### Exercise goal
Extract the rows below, starting at the line that contains "of dark shed" and ending at the line that contains "[939,309,1038,427]", and copy those lines word for word with nothing changed.

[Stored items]
# # # #

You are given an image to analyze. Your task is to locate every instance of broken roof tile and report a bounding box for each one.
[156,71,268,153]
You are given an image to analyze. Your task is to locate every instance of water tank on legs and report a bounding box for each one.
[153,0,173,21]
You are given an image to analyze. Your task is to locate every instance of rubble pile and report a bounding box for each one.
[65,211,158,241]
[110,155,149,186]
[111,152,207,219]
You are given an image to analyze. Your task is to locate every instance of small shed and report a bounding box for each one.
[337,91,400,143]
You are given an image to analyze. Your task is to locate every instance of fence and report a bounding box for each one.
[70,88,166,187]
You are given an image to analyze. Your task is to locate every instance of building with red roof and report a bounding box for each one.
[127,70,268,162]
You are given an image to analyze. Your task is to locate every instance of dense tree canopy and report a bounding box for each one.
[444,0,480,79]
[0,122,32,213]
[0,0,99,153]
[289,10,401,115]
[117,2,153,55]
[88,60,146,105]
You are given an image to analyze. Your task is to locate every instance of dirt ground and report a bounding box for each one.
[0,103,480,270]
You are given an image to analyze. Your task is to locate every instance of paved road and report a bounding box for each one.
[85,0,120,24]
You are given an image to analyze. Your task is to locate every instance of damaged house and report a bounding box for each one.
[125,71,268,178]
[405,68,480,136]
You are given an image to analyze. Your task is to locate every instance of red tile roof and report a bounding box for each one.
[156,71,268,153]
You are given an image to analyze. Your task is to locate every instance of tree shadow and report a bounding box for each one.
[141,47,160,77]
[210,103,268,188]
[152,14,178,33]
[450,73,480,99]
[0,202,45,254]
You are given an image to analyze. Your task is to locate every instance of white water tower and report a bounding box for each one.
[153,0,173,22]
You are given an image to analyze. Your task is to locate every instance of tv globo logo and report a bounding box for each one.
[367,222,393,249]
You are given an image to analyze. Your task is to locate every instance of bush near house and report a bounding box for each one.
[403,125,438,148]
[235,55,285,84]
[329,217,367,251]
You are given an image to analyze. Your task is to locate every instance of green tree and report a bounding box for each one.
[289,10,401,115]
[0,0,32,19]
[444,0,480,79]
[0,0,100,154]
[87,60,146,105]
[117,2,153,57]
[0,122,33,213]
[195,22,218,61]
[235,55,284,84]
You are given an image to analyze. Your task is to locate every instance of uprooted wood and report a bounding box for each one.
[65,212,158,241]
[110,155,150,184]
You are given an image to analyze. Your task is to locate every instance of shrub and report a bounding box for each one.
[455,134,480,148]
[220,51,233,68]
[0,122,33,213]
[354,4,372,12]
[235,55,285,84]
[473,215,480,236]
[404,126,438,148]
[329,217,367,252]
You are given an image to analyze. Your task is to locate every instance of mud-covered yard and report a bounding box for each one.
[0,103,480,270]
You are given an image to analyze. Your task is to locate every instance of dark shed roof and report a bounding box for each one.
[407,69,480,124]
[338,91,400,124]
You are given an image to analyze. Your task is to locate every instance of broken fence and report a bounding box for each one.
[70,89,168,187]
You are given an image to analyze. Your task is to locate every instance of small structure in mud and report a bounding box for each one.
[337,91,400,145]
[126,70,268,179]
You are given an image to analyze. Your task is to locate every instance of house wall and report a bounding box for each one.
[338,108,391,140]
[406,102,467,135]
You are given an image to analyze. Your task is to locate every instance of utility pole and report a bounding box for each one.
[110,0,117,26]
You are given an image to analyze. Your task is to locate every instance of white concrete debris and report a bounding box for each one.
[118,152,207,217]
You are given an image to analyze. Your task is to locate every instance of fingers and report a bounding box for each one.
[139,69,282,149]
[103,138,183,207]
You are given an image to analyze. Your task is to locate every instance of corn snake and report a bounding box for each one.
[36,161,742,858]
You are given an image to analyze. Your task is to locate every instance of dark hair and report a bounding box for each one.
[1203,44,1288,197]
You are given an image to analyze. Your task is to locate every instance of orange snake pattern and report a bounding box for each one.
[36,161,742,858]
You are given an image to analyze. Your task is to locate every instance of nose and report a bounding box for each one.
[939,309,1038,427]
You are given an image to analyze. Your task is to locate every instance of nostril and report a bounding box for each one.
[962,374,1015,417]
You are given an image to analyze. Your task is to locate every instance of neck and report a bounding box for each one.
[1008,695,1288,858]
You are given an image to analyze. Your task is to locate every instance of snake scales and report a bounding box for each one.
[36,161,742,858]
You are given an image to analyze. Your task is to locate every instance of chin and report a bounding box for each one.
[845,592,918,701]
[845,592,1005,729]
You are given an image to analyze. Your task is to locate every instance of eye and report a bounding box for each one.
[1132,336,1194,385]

# # # #

### Solution below
You are given an image to analyze. Your task is to locate every instance of dark shed roof and report a bounding box for each one.
[407,69,480,124]
[338,91,400,124]
You are given an image to analyze. Your task is to locate every instance of broken fence and report a bounding box for each one.
[70,89,168,187]
You are given an image to analyze. Your task is to locate every instance of small structure in mud and report a bounding box for each one.
[337,91,400,145]
[126,70,268,179]
You are given an image to analyze. Your task is to locate every instance of house wall and report a bounding box for each one.
[338,108,391,140]
[406,102,467,135]
You are given an image to analyze. Your task is to locate every instance of utility pole and report a bounding box for each one.
[110,0,117,26]
You are given an image to analyze. Your task is to locate every instance of white concrete debris and report a bounding box for each one.
[118,152,207,217]
You are given an image to analyze. Your task is to locate every instance of fingers and report a bounding box for each one.
[139,69,282,149]
[103,138,183,207]
You are given an image to analyze. Your task is to locate every instance of corn snake and report a bounding box for each one.
[36,161,742,858]
You are given an image to analyze. Your task is to locate every instance of dark hair and report a bounding box for each one.
[1203,44,1288,197]
You are given an image to analyze. Your task is to locate every instance of orange snake pattern and report a bounding box for each one.
[36,161,742,858]
You are given an image to analyze. Your task is to locate every instance of nose and report a bounding box for each one.
[939,309,1038,427]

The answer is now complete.